### RECORD EXCERPTS

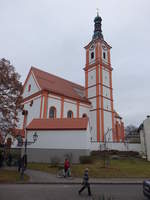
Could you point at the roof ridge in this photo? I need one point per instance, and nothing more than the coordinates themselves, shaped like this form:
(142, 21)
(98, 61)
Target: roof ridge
(32, 67)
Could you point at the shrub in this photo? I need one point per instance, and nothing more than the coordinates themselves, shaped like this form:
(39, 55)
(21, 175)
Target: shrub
(86, 159)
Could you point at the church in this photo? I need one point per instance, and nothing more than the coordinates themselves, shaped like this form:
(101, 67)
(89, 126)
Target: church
(70, 119)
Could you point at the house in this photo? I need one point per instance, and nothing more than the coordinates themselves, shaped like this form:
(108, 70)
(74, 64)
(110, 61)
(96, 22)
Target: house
(66, 116)
(144, 130)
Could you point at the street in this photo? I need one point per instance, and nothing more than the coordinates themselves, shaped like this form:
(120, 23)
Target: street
(69, 192)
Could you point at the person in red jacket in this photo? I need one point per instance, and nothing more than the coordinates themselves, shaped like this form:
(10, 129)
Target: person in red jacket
(67, 167)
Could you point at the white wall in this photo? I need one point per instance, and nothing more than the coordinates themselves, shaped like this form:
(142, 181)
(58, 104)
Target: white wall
(34, 87)
(34, 110)
(70, 105)
(61, 139)
(147, 137)
(52, 101)
(117, 146)
(106, 78)
(83, 109)
(20, 118)
(92, 77)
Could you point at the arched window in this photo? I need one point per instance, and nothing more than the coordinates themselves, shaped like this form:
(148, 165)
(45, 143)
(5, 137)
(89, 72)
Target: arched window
(52, 112)
(84, 115)
(92, 55)
(29, 88)
(69, 114)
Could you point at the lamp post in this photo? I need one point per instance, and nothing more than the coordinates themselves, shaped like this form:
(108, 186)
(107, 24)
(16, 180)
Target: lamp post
(105, 140)
(26, 143)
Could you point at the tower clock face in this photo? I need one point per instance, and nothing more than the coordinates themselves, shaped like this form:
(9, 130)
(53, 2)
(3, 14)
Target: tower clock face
(104, 53)
(92, 46)
(92, 53)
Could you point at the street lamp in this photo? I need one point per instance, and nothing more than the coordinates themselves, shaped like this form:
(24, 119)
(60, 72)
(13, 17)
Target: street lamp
(35, 136)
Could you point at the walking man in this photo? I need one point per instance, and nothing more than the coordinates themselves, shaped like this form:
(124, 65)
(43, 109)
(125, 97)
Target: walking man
(85, 183)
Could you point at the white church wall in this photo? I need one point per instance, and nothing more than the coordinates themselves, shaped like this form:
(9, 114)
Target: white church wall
(34, 110)
(106, 92)
(147, 137)
(20, 122)
(92, 92)
(95, 146)
(71, 139)
(108, 125)
(106, 104)
(56, 102)
(83, 109)
(93, 101)
(106, 78)
(70, 105)
(92, 77)
(34, 87)
(93, 125)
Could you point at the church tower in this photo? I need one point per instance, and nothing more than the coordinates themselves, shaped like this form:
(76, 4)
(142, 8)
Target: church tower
(98, 85)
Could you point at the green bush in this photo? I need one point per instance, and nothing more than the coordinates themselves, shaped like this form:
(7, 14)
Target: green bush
(86, 159)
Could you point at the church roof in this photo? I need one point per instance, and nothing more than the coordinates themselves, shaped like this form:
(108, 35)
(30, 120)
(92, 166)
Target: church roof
(59, 85)
(59, 124)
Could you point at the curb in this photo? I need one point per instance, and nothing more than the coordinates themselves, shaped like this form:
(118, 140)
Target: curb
(75, 183)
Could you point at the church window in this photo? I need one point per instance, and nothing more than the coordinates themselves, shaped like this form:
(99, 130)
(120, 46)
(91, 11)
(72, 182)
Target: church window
(84, 115)
(31, 103)
(92, 55)
(104, 55)
(29, 88)
(52, 112)
(70, 114)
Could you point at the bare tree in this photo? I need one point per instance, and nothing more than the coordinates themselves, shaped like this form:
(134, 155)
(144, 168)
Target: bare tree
(10, 96)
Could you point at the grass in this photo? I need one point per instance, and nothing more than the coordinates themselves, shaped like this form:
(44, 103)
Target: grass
(122, 168)
(10, 176)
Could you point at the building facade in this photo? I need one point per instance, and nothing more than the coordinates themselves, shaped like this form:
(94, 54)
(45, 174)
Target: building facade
(48, 99)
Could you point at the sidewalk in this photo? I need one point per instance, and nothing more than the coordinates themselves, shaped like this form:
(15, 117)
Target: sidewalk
(39, 177)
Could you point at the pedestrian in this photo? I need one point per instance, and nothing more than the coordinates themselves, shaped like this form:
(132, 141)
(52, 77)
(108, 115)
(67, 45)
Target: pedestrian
(1, 159)
(85, 182)
(67, 167)
(19, 163)
(9, 160)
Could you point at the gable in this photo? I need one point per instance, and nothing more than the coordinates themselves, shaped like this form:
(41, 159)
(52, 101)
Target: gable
(30, 86)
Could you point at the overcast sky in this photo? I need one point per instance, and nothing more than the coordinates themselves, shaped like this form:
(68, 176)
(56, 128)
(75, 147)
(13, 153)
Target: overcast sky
(51, 34)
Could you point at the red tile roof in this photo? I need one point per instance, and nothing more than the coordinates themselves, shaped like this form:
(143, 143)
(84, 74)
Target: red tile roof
(58, 124)
(59, 85)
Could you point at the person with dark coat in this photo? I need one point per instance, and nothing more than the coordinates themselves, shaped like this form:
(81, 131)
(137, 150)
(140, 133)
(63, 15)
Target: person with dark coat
(1, 159)
(85, 183)
(67, 167)
(9, 160)
(19, 163)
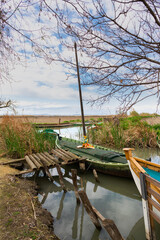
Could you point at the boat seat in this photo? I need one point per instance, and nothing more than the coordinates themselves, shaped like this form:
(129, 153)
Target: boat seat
(152, 173)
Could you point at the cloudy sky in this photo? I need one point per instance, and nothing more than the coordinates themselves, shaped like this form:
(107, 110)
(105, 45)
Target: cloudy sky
(37, 87)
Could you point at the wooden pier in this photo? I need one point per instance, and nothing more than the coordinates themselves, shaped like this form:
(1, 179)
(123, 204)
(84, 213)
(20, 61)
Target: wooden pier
(44, 161)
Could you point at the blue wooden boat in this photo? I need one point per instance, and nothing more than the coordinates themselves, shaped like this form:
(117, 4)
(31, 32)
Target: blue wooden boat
(102, 159)
(147, 179)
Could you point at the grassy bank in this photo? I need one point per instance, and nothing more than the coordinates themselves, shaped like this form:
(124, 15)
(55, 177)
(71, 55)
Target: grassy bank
(20, 139)
(21, 215)
(125, 132)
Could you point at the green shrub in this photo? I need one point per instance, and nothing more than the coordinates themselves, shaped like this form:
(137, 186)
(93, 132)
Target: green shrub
(21, 139)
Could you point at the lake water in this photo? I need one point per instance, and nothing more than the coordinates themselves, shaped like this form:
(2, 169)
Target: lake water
(115, 198)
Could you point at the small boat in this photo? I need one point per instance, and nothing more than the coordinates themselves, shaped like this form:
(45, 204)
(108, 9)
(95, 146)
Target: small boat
(147, 179)
(102, 159)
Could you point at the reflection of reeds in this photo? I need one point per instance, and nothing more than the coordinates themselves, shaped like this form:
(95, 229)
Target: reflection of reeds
(21, 138)
(125, 133)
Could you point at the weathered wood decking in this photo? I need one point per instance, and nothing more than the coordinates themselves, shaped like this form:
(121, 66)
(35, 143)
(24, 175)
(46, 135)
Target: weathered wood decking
(44, 161)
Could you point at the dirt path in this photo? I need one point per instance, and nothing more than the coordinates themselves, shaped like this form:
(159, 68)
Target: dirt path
(21, 215)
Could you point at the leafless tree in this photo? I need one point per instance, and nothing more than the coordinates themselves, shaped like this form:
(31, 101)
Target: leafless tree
(118, 42)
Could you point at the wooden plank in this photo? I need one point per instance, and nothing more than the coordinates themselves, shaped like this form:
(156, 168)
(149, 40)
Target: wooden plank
(137, 165)
(38, 165)
(68, 154)
(60, 156)
(95, 175)
(51, 157)
(72, 155)
(153, 181)
(30, 163)
(148, 163)
(45, 165)
(112, 229)
(48, 159)
(74, 178)
(155, 194)
(82, 166)
(89, 209)
(154, 203)
(24, 172)
(44, 160)
(154, 215)
(61, 177)
(13, 161)
(64, 154)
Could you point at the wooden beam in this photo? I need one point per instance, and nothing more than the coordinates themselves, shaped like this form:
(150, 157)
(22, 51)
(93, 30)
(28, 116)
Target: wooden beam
(30, 163)
(61, 177)
(74, 178)
(95, 175)
(51, 157)
(13, 161)
(24, 172)
(109, 226)
(89, 209)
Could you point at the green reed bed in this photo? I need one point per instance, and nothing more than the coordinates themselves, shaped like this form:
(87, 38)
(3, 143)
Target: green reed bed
(21, 138)
(124, 132)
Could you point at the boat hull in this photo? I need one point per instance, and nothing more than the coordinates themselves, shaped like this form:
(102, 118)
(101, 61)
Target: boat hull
(103, 160)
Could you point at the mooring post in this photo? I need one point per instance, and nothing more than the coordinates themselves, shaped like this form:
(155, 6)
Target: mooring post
(61, 177)
(95, 175)
(89, 209)
(74, 178)
(147, 223)
(75, 222)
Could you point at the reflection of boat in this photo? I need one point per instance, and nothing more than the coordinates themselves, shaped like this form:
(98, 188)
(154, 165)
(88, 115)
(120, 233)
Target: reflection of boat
(147, 179)
(102, 159)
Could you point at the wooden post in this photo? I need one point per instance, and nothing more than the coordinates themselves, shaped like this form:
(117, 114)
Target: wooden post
(109, 226)
(82, 187)
(82, 165)
(80, 93)
(61, 206)
(89, 209)
(74, 178)
(147, 222)
(61, 177)
(95, 175)
(75, 223)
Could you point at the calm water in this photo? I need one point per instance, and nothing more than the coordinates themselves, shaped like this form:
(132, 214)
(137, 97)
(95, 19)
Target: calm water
(116, 198)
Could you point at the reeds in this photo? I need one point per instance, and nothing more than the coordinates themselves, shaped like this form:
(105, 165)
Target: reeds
(126, 132)
(21, 138)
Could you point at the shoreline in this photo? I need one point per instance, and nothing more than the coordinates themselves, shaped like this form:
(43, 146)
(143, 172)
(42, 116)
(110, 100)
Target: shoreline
(22, 215)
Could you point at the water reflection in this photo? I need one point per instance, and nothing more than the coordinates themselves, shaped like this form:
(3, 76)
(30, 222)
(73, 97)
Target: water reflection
(116, 198)
(77, 133)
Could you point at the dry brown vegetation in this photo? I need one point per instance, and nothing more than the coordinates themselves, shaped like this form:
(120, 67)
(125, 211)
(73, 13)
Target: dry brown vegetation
(21, 216)
(20, 139)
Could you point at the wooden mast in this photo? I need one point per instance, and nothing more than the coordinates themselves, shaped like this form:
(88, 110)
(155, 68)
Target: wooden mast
(80, 93)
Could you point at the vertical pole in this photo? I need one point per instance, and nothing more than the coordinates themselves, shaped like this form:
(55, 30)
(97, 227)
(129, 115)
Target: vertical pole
(147, 222)
(74, 178)
(80, 93)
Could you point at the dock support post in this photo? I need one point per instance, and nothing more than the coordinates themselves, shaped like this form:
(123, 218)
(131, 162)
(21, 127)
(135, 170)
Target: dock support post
(89, 209)
(147, 223)
(74, 178)
(61, 177)
(95, 175)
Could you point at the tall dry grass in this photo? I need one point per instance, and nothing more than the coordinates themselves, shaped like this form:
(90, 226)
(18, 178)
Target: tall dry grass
(125, 133)
(21, 138)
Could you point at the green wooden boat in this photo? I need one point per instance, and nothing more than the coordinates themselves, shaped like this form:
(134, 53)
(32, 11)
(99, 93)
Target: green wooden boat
(102, 159)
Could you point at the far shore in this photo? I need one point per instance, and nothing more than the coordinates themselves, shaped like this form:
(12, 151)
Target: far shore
(57, 119)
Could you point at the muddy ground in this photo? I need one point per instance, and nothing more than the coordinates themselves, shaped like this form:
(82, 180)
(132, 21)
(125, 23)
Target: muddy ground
(21, 215)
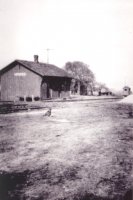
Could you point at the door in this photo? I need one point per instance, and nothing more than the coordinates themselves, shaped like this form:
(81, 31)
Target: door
(45, 91)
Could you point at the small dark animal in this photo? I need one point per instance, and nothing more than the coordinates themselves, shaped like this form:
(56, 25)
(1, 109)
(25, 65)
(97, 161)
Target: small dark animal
(130, 114)
(48, 113)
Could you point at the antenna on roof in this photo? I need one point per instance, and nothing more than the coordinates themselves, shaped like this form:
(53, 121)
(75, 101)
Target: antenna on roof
(48, 54)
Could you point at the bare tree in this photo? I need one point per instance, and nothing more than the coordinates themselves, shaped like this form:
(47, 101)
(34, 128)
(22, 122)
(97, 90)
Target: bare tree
(84, 77)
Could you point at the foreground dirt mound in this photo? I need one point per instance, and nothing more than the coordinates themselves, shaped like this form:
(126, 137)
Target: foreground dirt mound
(128, 99)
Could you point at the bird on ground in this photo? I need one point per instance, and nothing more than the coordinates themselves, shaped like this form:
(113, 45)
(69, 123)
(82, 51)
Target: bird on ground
(48, 113)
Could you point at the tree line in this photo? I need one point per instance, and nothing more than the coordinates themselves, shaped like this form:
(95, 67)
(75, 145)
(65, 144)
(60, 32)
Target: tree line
(84, 82)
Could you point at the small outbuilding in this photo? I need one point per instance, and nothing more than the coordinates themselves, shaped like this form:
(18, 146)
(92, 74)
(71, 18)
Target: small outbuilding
(28, 81)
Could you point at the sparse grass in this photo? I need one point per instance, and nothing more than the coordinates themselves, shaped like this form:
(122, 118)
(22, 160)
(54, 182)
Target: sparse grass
(82, 152)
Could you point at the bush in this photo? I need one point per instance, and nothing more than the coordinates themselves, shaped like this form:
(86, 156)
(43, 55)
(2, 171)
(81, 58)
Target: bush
(36, 98)
(29, 99)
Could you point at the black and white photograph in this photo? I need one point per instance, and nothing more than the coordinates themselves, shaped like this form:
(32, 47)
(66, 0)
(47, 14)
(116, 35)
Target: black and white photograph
(66, 99)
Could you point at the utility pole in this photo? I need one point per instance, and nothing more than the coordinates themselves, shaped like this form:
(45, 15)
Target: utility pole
(48, 54)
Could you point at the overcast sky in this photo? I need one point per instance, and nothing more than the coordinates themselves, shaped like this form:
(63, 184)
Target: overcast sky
(97, 32)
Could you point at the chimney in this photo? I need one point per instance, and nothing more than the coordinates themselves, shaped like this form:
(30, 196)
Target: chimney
(36, 58)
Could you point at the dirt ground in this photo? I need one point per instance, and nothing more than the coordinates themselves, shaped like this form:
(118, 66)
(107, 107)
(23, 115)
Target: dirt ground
(83, 151)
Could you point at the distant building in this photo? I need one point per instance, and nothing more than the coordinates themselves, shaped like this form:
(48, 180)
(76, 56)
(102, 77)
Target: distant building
(27, 81)
(126, 91)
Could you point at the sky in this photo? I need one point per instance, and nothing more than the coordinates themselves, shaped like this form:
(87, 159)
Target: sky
(96, 32)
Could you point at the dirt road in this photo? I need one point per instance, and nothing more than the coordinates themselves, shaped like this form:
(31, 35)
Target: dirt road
(83, 151)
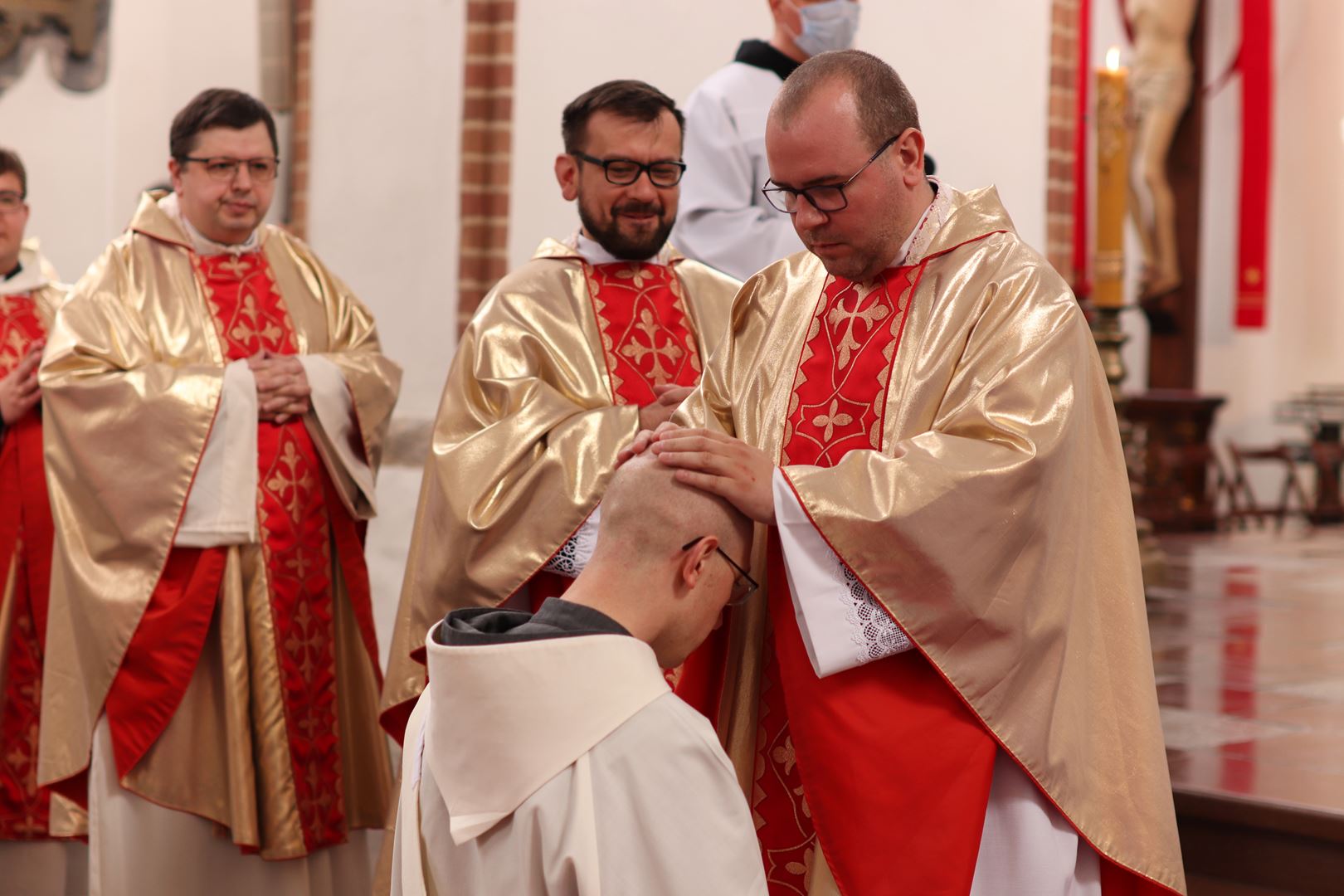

### TASK BRIEF
Each line from the one with "Could you point at the dirt ground" to the end of the material needs to be output word for word, with no picture included.

### EXPECTED ANSWER
Could you point at the dirt ground in this photo? I need one point per instance, and nothing more than the coordinates themselves, shaped like this form:
(118, 66)
(107, 107)
(23, 115)
Target: dirt ground
(83, 151)
Could you point at the distant building in this photo? I need one point per instance, and nothing more than the coordinates themselves, shaped like this form:
(48, 180)
(76, 56)
(102, 77)
Target: distant building
(27, 81)
(126, 91)
Could you point at the sky in this photo? I need one point per instance, and nothing more than the coordinates themselves, shaped like this form:
(87, 159)
Target: sky
(96, 32)
Could you point at the dirt road in this photo? I need one point per instance, and nothing more than the coordinates themselves, shaped like this form:
(31, 35)
Target: dirt road
(83, 151)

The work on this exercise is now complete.